> [Problem details] Reproduce every line of the listing as written, apart from the pictures.

:: Data to use ::

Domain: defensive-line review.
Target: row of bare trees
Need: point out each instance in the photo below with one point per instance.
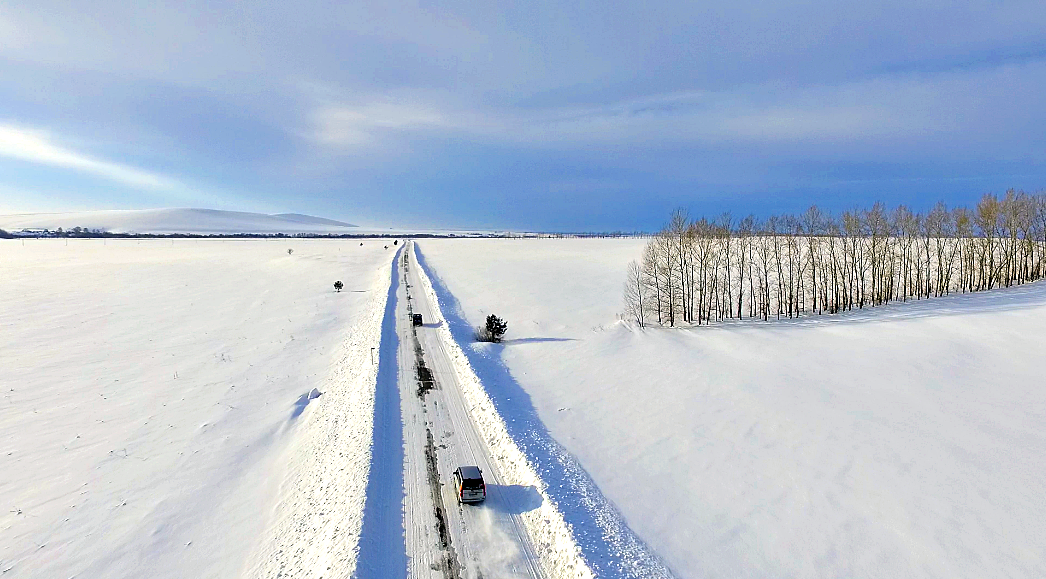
(703, 271)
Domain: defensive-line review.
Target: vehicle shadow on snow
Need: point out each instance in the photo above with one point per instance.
(514, 499)
(383, 549)
(608, 545)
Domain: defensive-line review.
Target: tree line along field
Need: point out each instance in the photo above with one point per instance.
(702, 271)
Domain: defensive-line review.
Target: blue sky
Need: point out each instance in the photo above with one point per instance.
(532, 115)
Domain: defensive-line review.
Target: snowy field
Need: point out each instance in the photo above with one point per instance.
(155, 419)
(903, 441)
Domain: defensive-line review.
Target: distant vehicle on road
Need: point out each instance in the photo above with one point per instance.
(469, 481)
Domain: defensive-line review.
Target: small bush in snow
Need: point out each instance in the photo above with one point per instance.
(493, 330)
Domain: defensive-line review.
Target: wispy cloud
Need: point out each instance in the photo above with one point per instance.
(348, 125)
(37, 146)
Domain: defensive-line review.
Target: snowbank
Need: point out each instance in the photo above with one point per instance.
(904, 441)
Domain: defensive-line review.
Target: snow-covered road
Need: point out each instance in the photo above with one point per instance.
(448, 422)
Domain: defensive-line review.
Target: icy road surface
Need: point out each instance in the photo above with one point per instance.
(447, 422)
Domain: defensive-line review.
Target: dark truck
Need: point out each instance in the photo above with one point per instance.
(469, 483)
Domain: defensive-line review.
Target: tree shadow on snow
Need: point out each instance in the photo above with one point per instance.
(608, 545)
(535, 340)
(1000, 299)
(383, 549)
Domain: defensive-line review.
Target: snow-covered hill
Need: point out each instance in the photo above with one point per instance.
(177, 221)
(900, 441)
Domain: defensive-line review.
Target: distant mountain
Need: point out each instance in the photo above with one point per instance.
(177, 221)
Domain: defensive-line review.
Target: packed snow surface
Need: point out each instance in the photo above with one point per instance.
(177, 221)
(906, 440)
(185, 408)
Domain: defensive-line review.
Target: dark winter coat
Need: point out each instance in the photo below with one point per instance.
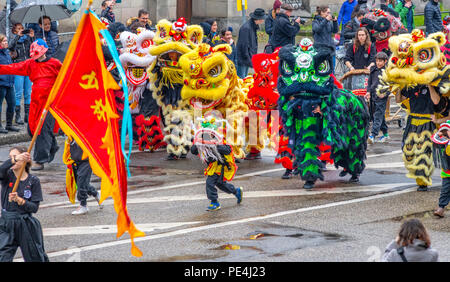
(109, 15)
(323, 30)
(284, 31)
(233, 55)
(360, 58)
(406, 15)
(416, 252)
(20, 46)
(222, 149)
(373, 82)
(269, 24)
(247, 45)
(350, 29)
(433, 19)
(345, 13)
(5, 59)
(52, 40)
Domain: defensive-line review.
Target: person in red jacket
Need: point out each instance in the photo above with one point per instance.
(446, 48)
(42, 72)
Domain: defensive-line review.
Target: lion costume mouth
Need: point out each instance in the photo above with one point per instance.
(169, 59)
(208, 136)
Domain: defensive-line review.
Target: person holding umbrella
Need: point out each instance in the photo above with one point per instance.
(43, 72)
(18, 227)
(49, 36)
(247, 44)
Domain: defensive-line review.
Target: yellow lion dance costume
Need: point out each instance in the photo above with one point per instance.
(211, 84)
(417, 73)
(171, 41)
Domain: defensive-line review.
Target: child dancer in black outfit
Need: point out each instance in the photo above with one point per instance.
(18, 228)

:::

> [Exercise result]
Domain: defensive-line review.
Target: row of bare trees
Need: point out each instance in the photo below with one point per instance.
(703, 271)
Domain: defensive-line review.
Target: vehicle shadow on snow
Need: point out each instance in the photo above with one point per instance.
(514, 499)
(383, 549)
(608, 545)
Domain: defensive-line review.
Target: tree line along field
Need: point out each instance in the photo above with one point per instance.
(702, 271)
Domain: defensive-line review.
Target: blue sky
Need: point out each instance in the photo above with one point per instance.
(532, 115)
Domain: defensive-line review.
Target: snowy field
Need: point out each instance in the photo above with one point per instance.
(155, 419)
(903, 441)
Domain: defensive-line review.
Target: distant vehicle on road
Need: point out each instance in the photo above with one point per instance.
(469, 481)
Domain: defensive-line review.
Target: small bush in snow
Need: point out each instance in the photo above with one point per instance.
(493, 330)
Domain: defensive-line review.
Target: wispy cloud
Need: point out each instance in the photo above with one point per instance.
(348, 125)
(37, 146)
Domain: defensive-line review.
Target: snowbank
Need: point out each instance in the photo above with one point per instance.
(904, 441)
Domain: defensive-line review.
Target: snow-covered road
Need: point out each instance in the photo above with one point per instance.
(448, 422)
Domain: defensive-line review.
Target: icy road surface
Need: point out each instance in the photo above with one point per instance.
(447, 422)
Domain: defensive-line review.
Target: dark truck
Need: point out each instance in the photo above with one point per instance.
(469, 483)
Domain: defensive-line review.
Target: tree shadow on snow
Need: point out each instance in the photo above with one point per instance.
(608, 545)
(535, 340)
(1000, 299)
(383, 549)
Domain: defensive-line review.
Target: snow-covered hill
Need: point out each instance in the photo above with one point per instance.
(177, 221)
(900, 441)
Domain: defensive-line review.
Target: distant mountain
Need: point out each instance in the photo above with one point per instance.
(177, 221)
Domain: defensive-line review.
Target: packed snow surface
Need: point out each instance in the photo above with one point per instance.
(177, 221)
(906, 440)
(185, 408)
Domain: defensive-line review.
Target: dark winter coat
Need: point out each instance in the photo below with one point per instance.
(109, 15)
(323, 30)
(284, 31)
(233, 55)
(360, 58)
(406, 15)
(416, 252)
(20, 46)
(222, 149)
(373, 82)
(269, 24)
(247, 45)
(350, 29)
(433, 19)
(345, 13)
(5, 59)
(52, 40)
Domain: defensive-line review.
Target: person in red jacket
Need: point out each instance in the photo above with one point per instance.
(446, 48)
(42, 72)
Domain: defensive-line review.
Target: lion costume mouth
Need: point out each instance in the photo above with one point per instance.
(169, 59)
(208, 136)
Domain: defensive-line review.
Target: person holding umbrella
Need: point out each instance in the photo above with one point per instance.
(43, 72)
(18, 227)
(49, 36)
(247, 44)
Domain: defensive-line review.
Target: yellow lion dance costume
Need: point out each instance in the photo above with one point per instance.
(211, 84)
(417, 73)
(171, 41)
Domain: defensive-line review.
Target: child dancer in black outfit
Need: point out each instance in the photo above with one point per instance.
(18, 228)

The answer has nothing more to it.